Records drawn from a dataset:
___
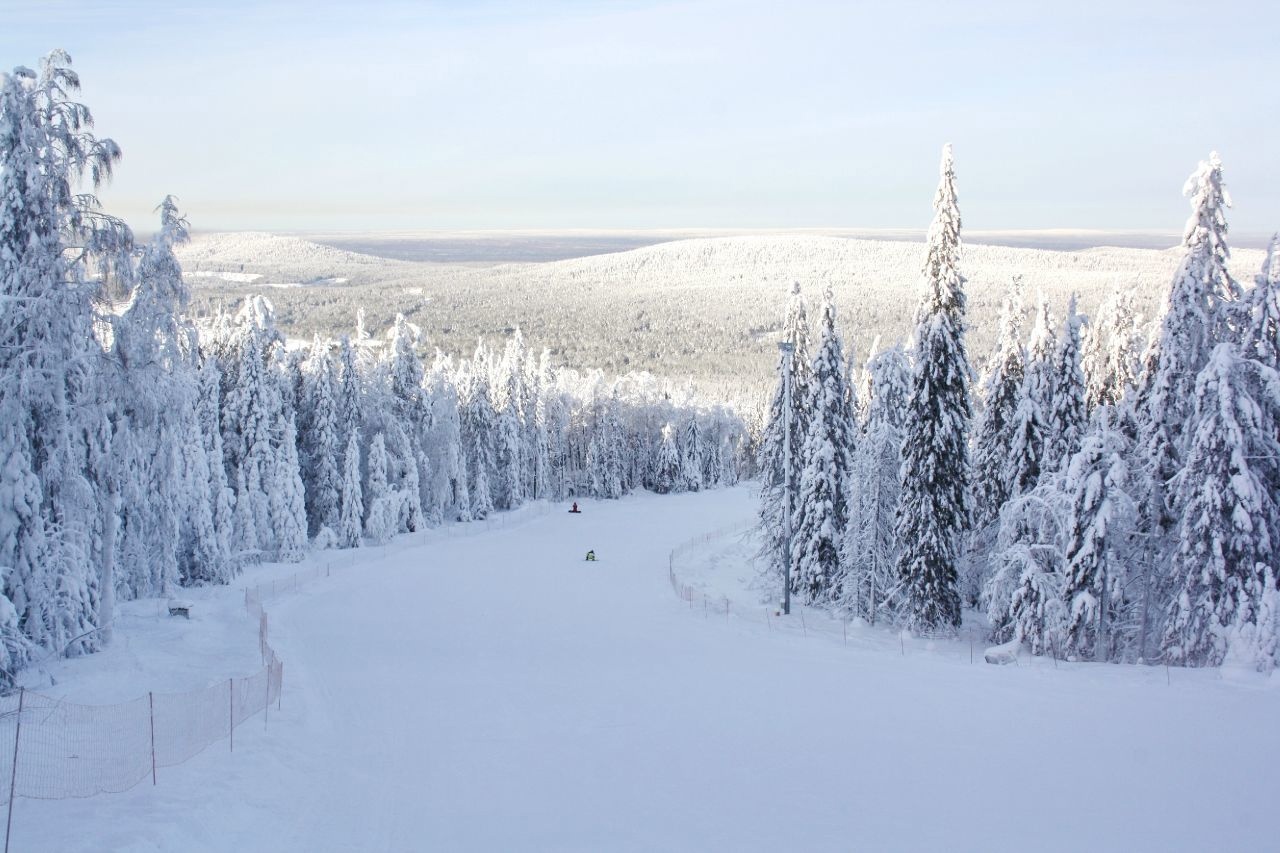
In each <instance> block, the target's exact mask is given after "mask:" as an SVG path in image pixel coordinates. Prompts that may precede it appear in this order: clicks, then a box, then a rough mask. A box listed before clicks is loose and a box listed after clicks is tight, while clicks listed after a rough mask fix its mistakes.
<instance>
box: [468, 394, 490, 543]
mask: <svg viewBox="0 0 1280 853" xmlns="http://www.w3.org/2000/svg"><path fill="white" fill-rule="evenodd" d="M468 384H470V389H468V398H467V406H466V415H465V416H463V419H462V446H463V448H465V451H466V456H467V492H468V494H470V497H471V517H472V519H485V517H488V516H489V514H490V512H493V494H492V493H490V491H489V483H490V471H492V470H493V465H494V462H493V439H494V414H493V406H492V405H490V403H489V380H488V379H485V378H484V375H481V374H472V375H471V378H470V383H468Z"/></svg>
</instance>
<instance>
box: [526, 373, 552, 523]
mask: <svg viewBox="0 0 1280 853" xmlns="http://www.w3.org/2000/svg"><path fill="white" fill-rule="evenodd" d="M549 360H550V352H549V351H548V350H543V352H541V355H540V356H539V357H534V353H532V352H530V353H529V360H527V366H526V374H527V375H526V383H527V387H529V409H530V411H529V412H527V415H529V419H527V424H526V425H525V441H526V446H527V451H529V452H527V457H529V497H531V498H534V500H535V501H538V500H541V498H547V497H550V496H552V459H550V439H549V438H548V434H547V433H548V421H547V400H545V394H547V393H549V392H550V391H552V382H550V375H552V374H550V366H549ZM544 365H545V366H544Z"/></svg>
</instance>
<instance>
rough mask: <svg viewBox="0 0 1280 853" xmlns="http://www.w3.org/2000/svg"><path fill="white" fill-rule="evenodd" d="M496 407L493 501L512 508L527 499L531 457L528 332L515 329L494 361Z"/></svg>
mask: <svg viewBox="0 0 1280 853" xmlns="http://www.w3.org/2000/svg"><path fill="white" fill-rule="evenodd" d="M493 371H494V380H493V382H494V386H493V388H494V392H495V393H494V410H495V411H497V412H498V434H497V437H495V438H494V464H495V471H497V478H495V480H494V483H493V502H494V507H497V508H499V510H511V508H515V507H517V506H520V505H521V503H522V502H524V500H525V484H526V483H527V480H529V461H527V460H526V459H525V419H526V412H525V406H526V403H527V400H526V392H525V336H524V334H522V333H521V332H520V329H516V330H515V333H513V334H512V337H511V339H508V341H507V346H506V348H504V350H503V355H502V359H500V360H499V361H498V362H497V364H495V365H494V368H493Z"/></svg>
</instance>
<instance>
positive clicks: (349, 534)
mask: <svg viewBox="0 0 1280 853" xmlns="http://www.w3.org/2000/svg"><path fill="white" fill-rule="evenodd" d="M364 515H365V496H364V488H362V487H361V480H360V430H358V429H353V430H352V432H351V434H348V435H347V448H346V451H343V455H342V506H340V507H339V510H338V529H337V532H335V533H337V534H338V547H339V548H358V547H360V542H361V534H362V533H364V529H365V524H364Z"/></svg>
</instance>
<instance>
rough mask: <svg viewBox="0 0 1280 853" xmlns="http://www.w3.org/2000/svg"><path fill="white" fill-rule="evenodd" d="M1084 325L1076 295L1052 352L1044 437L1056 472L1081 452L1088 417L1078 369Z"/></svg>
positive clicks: (1082, 377)
mask: <svg viewBox="0 0 1280 853" xmlns="http://www.w3.org/2000/svg"><path fill="white" fill-rule="evenodd" d="M1083 325H1084V318H1082V316H1080V315H1079V314H1078V313H1076V310H1075V295H1074V293H1073V295H1071V300H1070V302H1069V304H1068V307H1066V319H1065V320H1064V321H1062V334H1061V336H1060V337H1059V339H1057V347H1056V348H1055V351H1053V373H1052V379H1051V382H1052V388H1051V391H1050V401H1051V406H1050V410H1048V432H1047V434H1046V437H1044V461H1046V464H1047V465H1050V466H1051V467H1053V469H1055V470H1056V469H1059V467H1061V466H1062V465H1064V464H1065V462H1066V460H1068V459H1070V457H1071V455H1073V453H1075V451H1078V450H1079V448H1080V441H1082V439H1083V438H1084V430H1085V428H1087V427H1088V420H1089V419H1088V414H1087V412H1085V406H1084V394H1085V388H1084V371H1083V370H1082V369H1080V328H1082V327H1083Z"/></svg>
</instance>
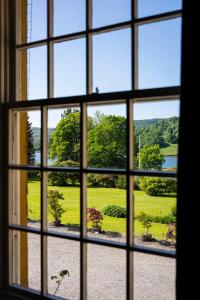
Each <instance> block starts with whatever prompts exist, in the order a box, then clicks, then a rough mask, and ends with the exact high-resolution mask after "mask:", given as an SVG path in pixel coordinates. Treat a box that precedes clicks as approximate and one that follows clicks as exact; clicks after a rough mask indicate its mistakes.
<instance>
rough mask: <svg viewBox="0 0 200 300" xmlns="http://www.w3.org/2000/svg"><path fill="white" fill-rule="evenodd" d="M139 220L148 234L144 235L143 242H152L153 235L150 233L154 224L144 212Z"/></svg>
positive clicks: (139, 218) (138, 219)
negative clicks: (151, 240)
mask: <svg viewBox="0 0 200 300" xmlns="http://www.w3.org/2000/svg"><path fill="white" fill-rule="evenodd" d="M138 220H139V221H140V222H141V223H142V226H143V228H145V229H146V232H145V233H144V234H142V240H143V241H151V240H152V234H151V233H149V229H150V228H151V226H152V224H151V222H150V221H149V219H148V218H147V215H146V214H145V213H144V212H141V214H140V216H139V217H138Z"/></svg>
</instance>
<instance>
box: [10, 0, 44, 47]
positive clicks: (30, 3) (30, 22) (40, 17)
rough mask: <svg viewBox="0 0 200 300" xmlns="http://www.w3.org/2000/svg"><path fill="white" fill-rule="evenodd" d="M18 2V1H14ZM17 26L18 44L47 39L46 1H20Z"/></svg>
mask: <svg viewBox="0 0 200 300" xmlns="http://www.w3.org/2000/svg"><path fill="white" fill-rule="evenodd" d="M16 2H18V1H16ZM19 2H20V5H21V7H20V6H19V7H20V11H19V12H18V15H19V16H20V20H18V23H17V24H18V26H20V31H18V32H20V36H18V41H19V43H20V44H23V43H27V42H28V43H30V42H33V41H37V40H42V39H45V38H46V37H47V1H46V0H20V1H19Z"/></svg>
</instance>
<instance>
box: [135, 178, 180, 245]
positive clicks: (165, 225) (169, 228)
mask: <svg viewBox="0 0 200 300" xmlns="http://www.w3.org/2000/svg"><path fill="white" fill-rule="evenodd" d="M176 197H177V181H176V179H175V178H163V177H148V176H135V177H134V243H135V244H137V245H138V244H139V245H142V246H144V247H145V246H146V247H153V248H158V249H163V250H171V251H174V250H175V248H176Z"/></svg>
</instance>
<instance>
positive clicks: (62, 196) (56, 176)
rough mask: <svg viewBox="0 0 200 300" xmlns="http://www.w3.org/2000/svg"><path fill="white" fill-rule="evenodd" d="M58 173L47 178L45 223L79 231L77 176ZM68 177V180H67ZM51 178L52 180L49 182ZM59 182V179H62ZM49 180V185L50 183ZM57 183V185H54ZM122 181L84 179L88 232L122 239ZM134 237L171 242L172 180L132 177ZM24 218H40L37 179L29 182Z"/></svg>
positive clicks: (172, 241)
mask: <svg viewBox="0 0 200 300" xmlns="http://www.w3.org/2000/svg"><path fill="white" fill-rule="evenodd" d="M68 174H69V173H65V172H62V173H61V172H60V173H57V174H55V172H54V173H53V176H51V173H50V174H49V185H48V223H49V224H51V225H53V226H54V227H59V226H62V227H64V226H65V227H66V229H68V230H70V229H71V230H77V231H79V226H80V185H79V181H78V180H77V175H76V174H75V175H74V176H76V179H75V181H73V184H72V183H71V182H72V181H71V177H70V176H72V174H70V175H68ZM55 175H56V178H58V177H59V176H60V177H65V180H66V184H65V185H63V182H62V184H61V185H58V184H57V185H55V183H54V179H55ZM67 178H68V181H67ZM52 179H53V180H52ZM62 180H63V178H62ZM52 181H53V182H52ZM57 183H58V182H57ZM124 185H126V182H125V178H124V177H123V176H118V177H117V176H113V175H92V178H91V176H90V177H89V178H88V188H87V207H88V211H87V212H88V216H87V221H88V222H87V224H88V231H93V232H95V233H98V234H107V233H108V234H109V233H110V234H113V236H114V235H116V236H121V237H122V238H125V236H126V213H127V212H126V189H125V186H124ZM134 185H135V187H134V191H133V193H134V235H135V236H136V237H141V239H142V240H144V241H145V240H147V241H152V240H161V241H164V240H165V241H169V242H171V243H174V242H175V238H176V237H175V223H176V181H175V180H173V179H161V178H156V177H145V178H136V179H135V182H134ZM28 219H29V221H30V222H36V221H37V220H38V221H39V219H40V178H39V177H34V178H30V179H29V183H28Z"/></svg>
___
--- WORK TO COMPLETE ---
Which lines in the data above hold the string "given"? Show each one.

--- COMPLETED TASK ---
In each <instance> block, the target's exact mask is given after "mask:" as an SVG path in image pixel coordinates. Prompts that may precede it appear in this order: clicks, then a box, then a rough mask. A box listed before clicks is loose and a box listed after clicks is tight, while clicks listed after a rough mask fix its mistakes.
Each <instance> block starts with whatever prompts exist, in the order a box, then clicks, then a rough mask, and ends with the exact high-resolution mask after "mask:", given as an SVG path in pixel coordinates. Treat a box that precedes clicks as approximate and one that follows clicks as exact; clicks after a rough mask indicate its mistakes.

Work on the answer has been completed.